## EXERCISE REQUIREMENTS
Could you rewrite all of the material below with "photo above" replaced by "image above" everywhere it occurs, keeping every other line unchanged and leaving out the pictures?

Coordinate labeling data
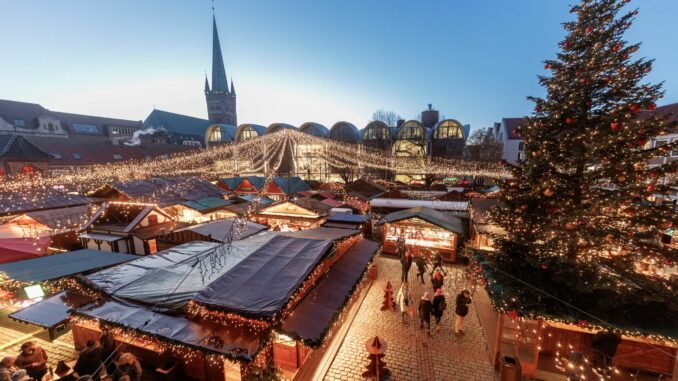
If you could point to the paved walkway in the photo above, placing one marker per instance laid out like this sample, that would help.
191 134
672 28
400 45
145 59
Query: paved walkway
412 355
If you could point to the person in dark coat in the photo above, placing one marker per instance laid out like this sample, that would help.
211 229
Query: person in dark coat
461 310
32 358
438 307
425 307
604 345
437 280
421 267
406 265
128 365
89 359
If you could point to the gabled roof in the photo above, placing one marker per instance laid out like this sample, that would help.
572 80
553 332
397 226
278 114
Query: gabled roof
446 221
207 204
62 218
178 123
17 147
22 202
511 125
61 265
164 191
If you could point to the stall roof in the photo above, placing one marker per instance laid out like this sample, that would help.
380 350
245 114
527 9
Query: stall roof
170 278
435 217
51 311
321 233
236 342
220 230
282 264
61 265
354 218
207 204
311 318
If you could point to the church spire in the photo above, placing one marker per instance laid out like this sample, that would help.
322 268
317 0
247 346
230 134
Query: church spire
219 80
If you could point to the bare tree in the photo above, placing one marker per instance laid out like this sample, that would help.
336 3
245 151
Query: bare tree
389 117
482 146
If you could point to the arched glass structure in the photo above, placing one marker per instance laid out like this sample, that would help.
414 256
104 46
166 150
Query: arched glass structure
448 129
345 132
249 131
314 129
275 127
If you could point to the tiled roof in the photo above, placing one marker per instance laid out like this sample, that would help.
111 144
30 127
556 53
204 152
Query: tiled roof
512 125
17 147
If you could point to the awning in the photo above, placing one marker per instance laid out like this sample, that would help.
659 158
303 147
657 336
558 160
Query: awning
52 311
61 265
262 284
313 316
321 233
237 342
171 277
101 237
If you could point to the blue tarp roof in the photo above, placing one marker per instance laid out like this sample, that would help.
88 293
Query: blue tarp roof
61 265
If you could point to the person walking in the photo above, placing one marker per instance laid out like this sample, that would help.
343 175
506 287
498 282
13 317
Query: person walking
89 359
421 268
406 265
425 307
437 280
461 310
33 359
438 307
403 299
128 365
7 368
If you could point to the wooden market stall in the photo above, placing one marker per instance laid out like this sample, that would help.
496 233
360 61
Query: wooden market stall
218 322
425 229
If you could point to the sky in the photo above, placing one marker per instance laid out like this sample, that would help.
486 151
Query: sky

## FINAL RESULT
If you could point to the paved walkway in the image above, placing one marker per instance laid out like this sample, that would help.
191 134
672 28
400 45
145 59
Query: paved walkway
412 355
If you could point to the person in dark coat in the image above, placing one marker per instance laid out like this sample, that would help.
211 229
Query: person in dark coat
461 310
32 358
438 307
425 307
604 345
437 280
421 267
406 265
128 365
89 359
If you could point to the gabled roof in the image above, placing one marker per instance laid out like this sample, that would help.
572 80
553 332
397 226
278 114
Query: gabled roof
446 221
207 204
62 218
178 123
17 147
22 202
511 125
61 265
164 191
If you could point to the stall roof in the image above, placing one marker per instance laid out like this sample, that would help.
380 350
245 114
527 9
Query: stall roof
170 278
435 217
51 311
321 233
236 342
220 230
282 264
61 265
354 218
207 204
311 318
If you could point to the church spire in the image above, placing one marker per instance laid out like this sample, that would help.
322 268
317 0
247 346
230 134
Query: church spire
219 80
If you could point to the bare tree in the image above, placing one marker per instance laid out like this sample, that would help.
336 3
245 151
Query: bare tree
389 117
482 146
If you could point to the arched glass structure in the image above, placing one marker per instance laid out like this sample, that would help.
414 256
104 46
166 150
Query: arched glass structure
448 129
345 132
249 131
314 129
275 127
If you could point to the tiled roof in the image above, placing one marker per instance laid out like this sample, that would help.
111 144
30 127
556 53
204 152
Query: tiled roof
512 125
17 147
If you could point to the awning in the image above, placing one marker per instance laid out like this sample, that would help.
659 158
303 147
657 336
558 160
Query: awning
52 311
61 265
262 284
313 316
321 233
237 342
171 277
101 237
If you could point to the blue tarp roof in the image above, placing one marker per instance laid out like this sample, that would help.
88 293
Query: blue tarp roof
61 265
If you could point to the person walking in the image above, placing one marker per instance laid out like this sample, that would help.
343 175
506 287
498 282
13 317
Query: person walking
89 359
421 268
406 265
425 307
437 280
461 310
33 359
438 307
403 299
128 365
7 368
If you could point to the wooden market stall in the image above, placing one marker per instance laid out like this sample, that would help.
496 233
360 61
Query: wooden market stall
218 322
425 229
If you could point to the sky in the image above, placing one marker per instance laid out like this sample, that would help.
486 151
Query: sky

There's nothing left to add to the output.